▸ TASK REQUIREMENTS
Leave out the pictures and copy every record exactly.

▸ EXTRACTED DATA
——————

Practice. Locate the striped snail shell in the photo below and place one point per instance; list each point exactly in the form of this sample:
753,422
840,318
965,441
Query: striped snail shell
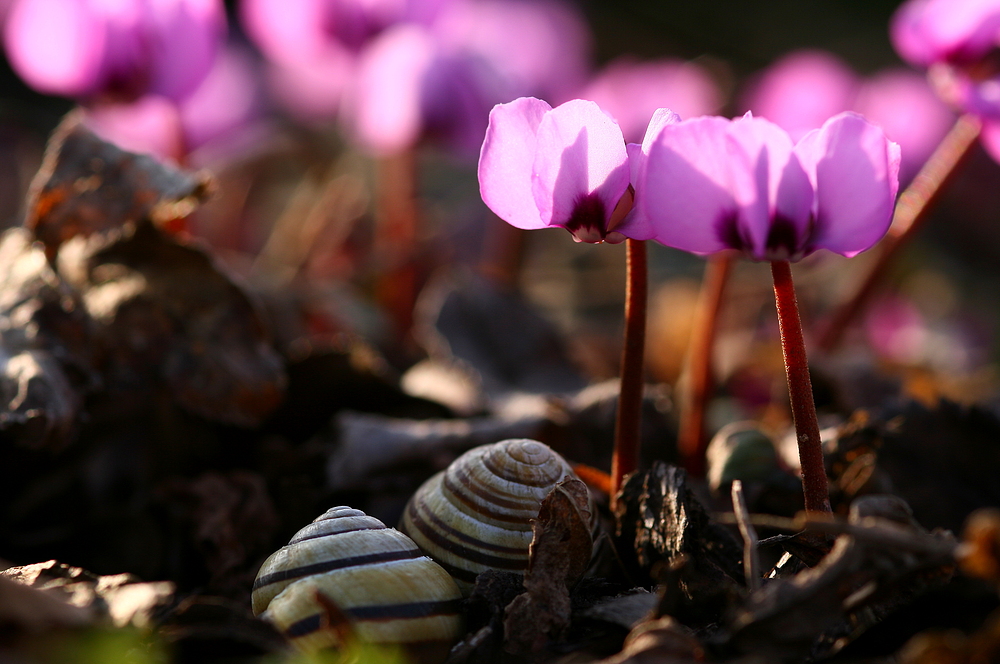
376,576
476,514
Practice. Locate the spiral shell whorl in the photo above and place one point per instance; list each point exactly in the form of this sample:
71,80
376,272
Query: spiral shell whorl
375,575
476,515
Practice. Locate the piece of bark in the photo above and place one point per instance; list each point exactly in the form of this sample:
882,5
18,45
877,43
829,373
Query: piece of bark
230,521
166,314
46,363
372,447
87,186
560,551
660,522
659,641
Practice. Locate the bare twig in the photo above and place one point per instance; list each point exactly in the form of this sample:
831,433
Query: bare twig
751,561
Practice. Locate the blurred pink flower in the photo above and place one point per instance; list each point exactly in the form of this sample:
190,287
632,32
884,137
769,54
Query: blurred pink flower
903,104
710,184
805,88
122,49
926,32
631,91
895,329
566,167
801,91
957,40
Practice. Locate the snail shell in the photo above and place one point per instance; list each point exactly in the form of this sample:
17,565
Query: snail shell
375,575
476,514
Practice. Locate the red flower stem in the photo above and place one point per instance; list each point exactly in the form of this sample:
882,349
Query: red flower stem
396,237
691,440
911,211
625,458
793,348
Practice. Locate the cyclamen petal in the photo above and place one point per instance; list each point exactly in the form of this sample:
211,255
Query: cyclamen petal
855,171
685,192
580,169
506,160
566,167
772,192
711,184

——————

▸ RESULT OF THIS TASK
Practice. Locate the striped snail shell in the photo below and place one point per instance; list each point exactly in the form of this sample:
753,422
840,318
965,441
Query: striped snail shell
376,576
476,514
Practice. Locate the spiral shell whorl in the photo above and place one point per instance; list each point exactly in the form of this sample:
71,80
376,272
Query: spiral shell whorl
375,575
476,515
Practice. Locate the piece of bark in the photo above and place one point per instance; list each point exactly in the form of this sample:
882,5
18,45
877,43
829,373
Query: piece of bark
230,521
166,314
46,363
372,447
87,186
560,551
660,522
659,641
Practice. Locate the bare twig in the photo above and place one point per instance; list each point exactly in the form of this sample:
831,433
Query: bare twig
751,561
Practice. Locate the blurred pink flower in the photo above and place one point per instance; list each point exactly in the form of this sample:
190,287
632,32
884,137
769,54
Query: blurred pink flower
903,104
710,184
805,88
122,49
926,32
631,91
895,329
566,167
801,91
957,40
Practice. Locate the snail shell in the photo above and place one point per instance; list each point exactly in the form of this sample:
17,565
Query: snail shell
375,575
476,514
Practice. Locate the red flower stem in the photo above and place one point per instance; list each point exactly in the form of this sample:
882,349
Query: red flower stem
396,237
691,440
911,211
625,458
793,348
Practice. Locate the cyclamen petal in the photo above and place one point per instance; list each point exactly in the form of this sample:
211,255
Query: cyclamen petal
855,171
685,192
580,169
506,160
566,167
772,192
711,184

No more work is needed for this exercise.